> TASK INSTRUCTIONS
Below are lines of data. Give the number of them that contain the string "clay", and nothing else.
:: INPUT DATA
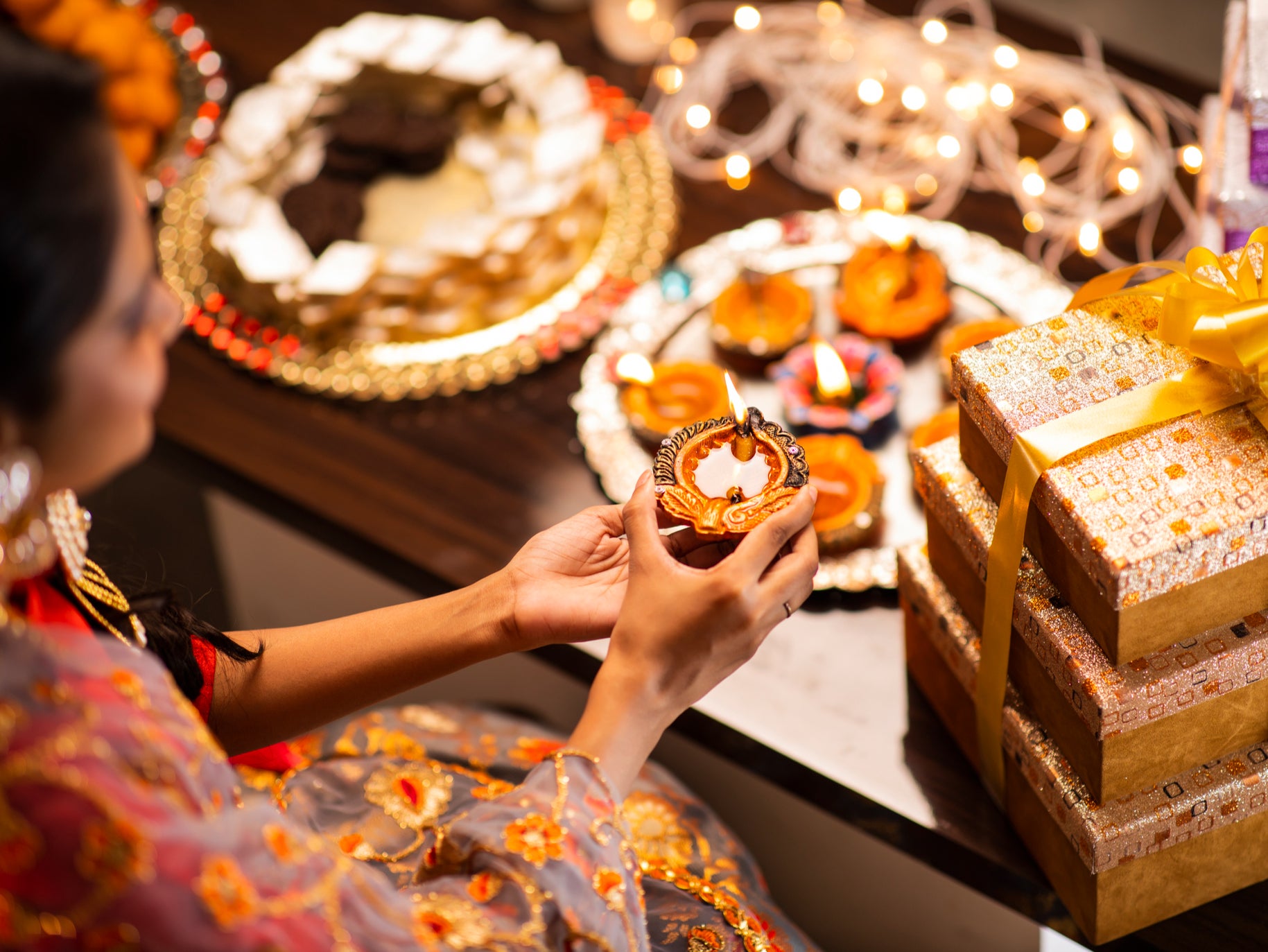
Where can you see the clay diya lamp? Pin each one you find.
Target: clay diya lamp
::::
:: INPUT DATA
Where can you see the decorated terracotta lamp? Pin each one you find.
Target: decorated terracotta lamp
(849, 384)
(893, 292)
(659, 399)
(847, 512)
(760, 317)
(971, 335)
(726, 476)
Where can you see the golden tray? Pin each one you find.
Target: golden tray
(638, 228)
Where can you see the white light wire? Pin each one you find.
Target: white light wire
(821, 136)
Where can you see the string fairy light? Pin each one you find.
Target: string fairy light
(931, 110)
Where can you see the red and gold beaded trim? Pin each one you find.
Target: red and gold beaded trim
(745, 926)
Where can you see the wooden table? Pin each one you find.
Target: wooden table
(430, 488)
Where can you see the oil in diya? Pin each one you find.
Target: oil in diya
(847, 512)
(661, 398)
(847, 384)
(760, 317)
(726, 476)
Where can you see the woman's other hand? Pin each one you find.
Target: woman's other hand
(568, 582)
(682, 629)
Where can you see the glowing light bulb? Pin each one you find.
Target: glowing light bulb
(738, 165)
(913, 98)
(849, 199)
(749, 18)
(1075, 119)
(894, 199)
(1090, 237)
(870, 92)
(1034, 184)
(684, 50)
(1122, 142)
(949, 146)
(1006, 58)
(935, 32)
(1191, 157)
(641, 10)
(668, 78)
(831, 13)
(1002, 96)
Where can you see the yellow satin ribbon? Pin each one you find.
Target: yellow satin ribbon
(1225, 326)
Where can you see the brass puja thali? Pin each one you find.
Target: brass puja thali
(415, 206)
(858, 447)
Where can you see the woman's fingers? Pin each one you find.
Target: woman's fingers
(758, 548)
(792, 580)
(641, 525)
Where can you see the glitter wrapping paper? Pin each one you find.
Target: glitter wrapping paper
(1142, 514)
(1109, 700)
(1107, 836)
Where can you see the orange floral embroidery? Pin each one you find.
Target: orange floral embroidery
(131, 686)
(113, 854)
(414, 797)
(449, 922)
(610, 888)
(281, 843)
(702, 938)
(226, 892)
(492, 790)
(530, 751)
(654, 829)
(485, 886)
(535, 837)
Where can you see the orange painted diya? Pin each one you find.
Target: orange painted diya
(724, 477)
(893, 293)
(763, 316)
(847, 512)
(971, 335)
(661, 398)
::::
> ANSWER SPACE
2